Collection entries:
○ ○ ○ ○

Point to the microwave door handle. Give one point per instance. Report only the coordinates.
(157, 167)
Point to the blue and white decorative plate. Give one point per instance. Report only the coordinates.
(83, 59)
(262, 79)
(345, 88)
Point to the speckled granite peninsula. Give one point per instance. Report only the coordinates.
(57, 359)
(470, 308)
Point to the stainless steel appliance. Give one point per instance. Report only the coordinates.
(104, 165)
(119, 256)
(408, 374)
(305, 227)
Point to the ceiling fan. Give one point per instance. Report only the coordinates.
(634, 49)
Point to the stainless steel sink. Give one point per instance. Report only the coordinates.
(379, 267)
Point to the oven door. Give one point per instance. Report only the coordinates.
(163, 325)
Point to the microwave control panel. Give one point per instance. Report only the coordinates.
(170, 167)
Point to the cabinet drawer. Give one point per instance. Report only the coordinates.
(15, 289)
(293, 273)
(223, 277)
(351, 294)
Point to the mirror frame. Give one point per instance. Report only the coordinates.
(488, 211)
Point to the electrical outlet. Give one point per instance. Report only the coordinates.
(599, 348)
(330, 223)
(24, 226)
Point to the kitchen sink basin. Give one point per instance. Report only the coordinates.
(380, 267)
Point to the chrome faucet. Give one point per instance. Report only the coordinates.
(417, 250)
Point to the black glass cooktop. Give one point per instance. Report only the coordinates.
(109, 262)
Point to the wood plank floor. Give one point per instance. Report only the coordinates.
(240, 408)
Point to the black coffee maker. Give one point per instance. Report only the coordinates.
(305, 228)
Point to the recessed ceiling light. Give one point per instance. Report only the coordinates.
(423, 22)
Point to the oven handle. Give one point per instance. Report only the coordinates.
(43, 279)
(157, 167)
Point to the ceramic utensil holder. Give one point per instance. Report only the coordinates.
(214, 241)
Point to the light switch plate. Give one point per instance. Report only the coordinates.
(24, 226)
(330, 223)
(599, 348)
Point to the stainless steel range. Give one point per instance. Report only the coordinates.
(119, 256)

○ ○ ○ ○

Work to be completed
Each record above should be restated word for word.

Task result
Point to the microwave door handle. Give one point per instance. Report only the coordinates.
(157, 167)
Point to the blue and white decorative plate. Give one point per instance. Report only the coordinates.
(83, 59)
(262, 79)
(345, 88)
Point to the speckled granite peninsula. Give one point per instance. Report only the coordinates.
(57, 359)
(470, 308)
Point to the stainless steel appliance. Give one point per instance. Report only the coordinates.
(104, 165)
(119, 256)
(408, 374)
(305, 227)
Point to the ceiling fan. Give one point per instance. Report only the coordinates.
(634, 49)
Point to the stainless steel sink. Give one point per instance. Report only the coordinates.
(379, 267)
Point to the oven door. Give one point per instance. Report only the coordinates.
(163, 325)
Point to the microwave control panel. Give one point per instance. Report only the coordinates.
(170, 167)
Point to the cabinet drawer. Give one point per instance. Report only the coordinates.
(15, 289)
(293, 273)
(223, 277)
(351, 294)
Point to the mirror frame. Give one point per instance. Report only the coordinates.
(488, 211)
Point to the electrical outlet. Give one point per instance. Report only the coordinates.
(599, 348)
(330, 223)
(24, 226)
Point to the kitchen sink basin. Give one point per instance. Report only the coordinates.
(380, 267)
Point to the chrome faucet. Give one point per instance. Report only the coordinates.
(417, 250)
Point to the black glass cooktop. Give one point per instance. Report only the coordinates.
(109, 262)
Point to the wood plank floor. Give one point per instance. Report only the coordinates.
(240, 408)
Point to the black coffee maker. Give one point per instance. Report only the coordinates.
(305, 228)
Point to the recessed ceiling light. Give one point per instance. Report only the coordinates.
(423, 22)
Point to the oven handle. Give one point per instance. Report only the coordinates.
(43, 279)
(157, 167)
Point to the ceramic utensil holder. Give one point per instance. Report only the coordinates.
(214, 241)
Point to the light switch plate. Give one point per instance. Report only the coordinates.
(24, 226)
(330, 223)
(599, 348)
Point to the stainless steel range. Give one point per instance. Report only the coordinates.
(119, 256)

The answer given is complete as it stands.